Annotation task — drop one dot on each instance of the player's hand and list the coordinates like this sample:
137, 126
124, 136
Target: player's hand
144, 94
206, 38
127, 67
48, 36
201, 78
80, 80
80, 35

» **Aim of the task**
Rewrite the records above so that every "player's hand" becomes "athlete's hand", keeping everything else the same.

» **Solution**
Annotation task — drop one dot on each instance of the athlete's hand and list the coordinates like this sample:
137, 126
124, 136
Target: athlete's hand
144, 94
206, 38
127, 67
48, 36
201, 78
80, 80
80, 35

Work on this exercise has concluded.